→ **Task to carry out**: Give back the full material, exactly as it reads.

→ **Excerpted records**:
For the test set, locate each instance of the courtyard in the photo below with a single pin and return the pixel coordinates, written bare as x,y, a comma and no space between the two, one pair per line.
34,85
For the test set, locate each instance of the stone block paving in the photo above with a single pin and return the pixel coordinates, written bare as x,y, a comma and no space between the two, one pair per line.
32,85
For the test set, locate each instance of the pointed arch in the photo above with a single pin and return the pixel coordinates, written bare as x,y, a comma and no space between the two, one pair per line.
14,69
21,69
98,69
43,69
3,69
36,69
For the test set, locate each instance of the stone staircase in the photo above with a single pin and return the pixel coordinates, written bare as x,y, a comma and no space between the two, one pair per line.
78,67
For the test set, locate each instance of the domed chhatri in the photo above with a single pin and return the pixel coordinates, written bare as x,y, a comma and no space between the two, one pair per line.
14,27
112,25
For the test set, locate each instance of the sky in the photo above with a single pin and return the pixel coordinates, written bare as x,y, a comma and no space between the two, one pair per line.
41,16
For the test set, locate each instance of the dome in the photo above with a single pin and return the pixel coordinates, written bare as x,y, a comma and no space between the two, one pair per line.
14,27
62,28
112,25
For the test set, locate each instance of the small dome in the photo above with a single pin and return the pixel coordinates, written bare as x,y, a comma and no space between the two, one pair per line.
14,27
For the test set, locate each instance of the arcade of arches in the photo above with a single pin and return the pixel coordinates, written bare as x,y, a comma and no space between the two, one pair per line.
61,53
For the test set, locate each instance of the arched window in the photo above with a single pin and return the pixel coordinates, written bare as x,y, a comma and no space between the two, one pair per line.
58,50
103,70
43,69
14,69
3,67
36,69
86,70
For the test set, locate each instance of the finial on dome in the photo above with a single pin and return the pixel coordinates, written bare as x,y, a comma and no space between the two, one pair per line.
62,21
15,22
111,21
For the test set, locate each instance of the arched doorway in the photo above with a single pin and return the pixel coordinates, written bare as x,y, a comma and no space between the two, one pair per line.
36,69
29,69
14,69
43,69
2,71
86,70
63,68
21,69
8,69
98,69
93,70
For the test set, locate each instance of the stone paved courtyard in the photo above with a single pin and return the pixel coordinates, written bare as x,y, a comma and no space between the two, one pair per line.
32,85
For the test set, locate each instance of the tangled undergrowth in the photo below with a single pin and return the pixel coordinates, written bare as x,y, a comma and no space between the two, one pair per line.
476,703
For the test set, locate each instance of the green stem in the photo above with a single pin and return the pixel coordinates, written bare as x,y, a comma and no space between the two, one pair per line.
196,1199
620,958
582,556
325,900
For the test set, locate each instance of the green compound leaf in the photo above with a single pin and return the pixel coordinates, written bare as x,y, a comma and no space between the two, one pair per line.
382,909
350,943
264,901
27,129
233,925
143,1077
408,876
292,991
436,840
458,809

→ **Correct output**:
For the test set, locate each instance of the courtyard in the photo below with a single pin and return the pixel coordinates, written bare as x,y, a comma and no space between the two, one pair per line.
34,85
For the test set, locate each instance of the stone block paving in the photo above with a single pin and return the pixel coordinates, written bare as x,y, a comma and no space between the two, one pair per line.
32,85
For the test set, locate each instance of the pointed arch in the photo above with a single pin and return the pixel coordinates, written bare as x,y, a comma and no space between the two, one pair per line.
14,69
21,69
98,69
43,69
3,69
36,69
For the test set, locate each instance of the stone staircase in the photo above with a single pin and return the pixel coordinates, written bare as x,y, a comma and no space between the two, one pair per line.
78,67
For the test set, locate each instance of the domed chhatri in the photo above with a single pin and return the pixel coordinates, written bare as x,y, a comma and no space between the two, one pair per line.
14,27
112,25
For the test set, locate each instance of the sky in the photo above with a single pin and return the pixel coordinates, written bare as x,y, a comma and no space between the two, one pair per line.
41,16
For the test set, locate each instance of the dome in the photo above with a single pin and return the pixel coordinates, written bare as x,y, a comma and no space between the two, one pair per line.
14,27
62,28
112,25
For the test set, locate each instance of the small dome in the photo above with a single pin and return the pixel coordinates, written bare as x,y, a comma and no space between the two, one pair per line.
14,27
For the test set, locate each instance of the arcade of arches in the photo above with a single pin and return the pixel coordinates, written bare as x,y, a comma and no space between the two, one pair per line.
61,53
For the test set, locate each instance of the arched window in the photo above with a single pin and return the pixel coordinates, written bare as x,y, a comma and no space between the two, one pair per line.
58,50
103,70
43,69
14,69
3,67
36,69
86,70
For the test set, locate each instance of the finial on dome in the photo above with a single pin and return the pixel coordinates, written bare as x,y, a comma and no space between the two, one pair per line.
62,21
15,22
111,21
For the test set, locate each instance of the arched doorway in the photo above with a single pin and return the pixel coordinates, written bare as x,y, a comma and no space between the two, one pair per line.
36,69
29,69
14,69
43,69
2,71
86,70
63,68
21,69
8,69
98,69
93,70
For the test set, locate each instance of the stone paved courtyard in the photo above with a single pin and return the pixel coordinates, written bare as x,y, a comma and no space between the two, one pair per line.
32,85
For the test set, locate each instance of the tangled undergrowth in the photo below with a single pin and return the pixel coordinates, written bare as x,y, a comma and no space between the two, one pair per line.
476,703
For the test set, locate each instance of the green stem in the photo above with a single pin and return the pixel coordinates, written bare as x,y, a comma and no space between the two, one pair per line.
196,1199
620,958
582,556
325,900
For the test set, locate each instance of the green compound leaf in the photo above with a single pin and return the pixel coordinates, written bare as x,y, a comma and no space between the two, one pair per line.
382,909
350,943
264,901
27,129
233,925
143,1077
408,876
292,991
436,840
458,809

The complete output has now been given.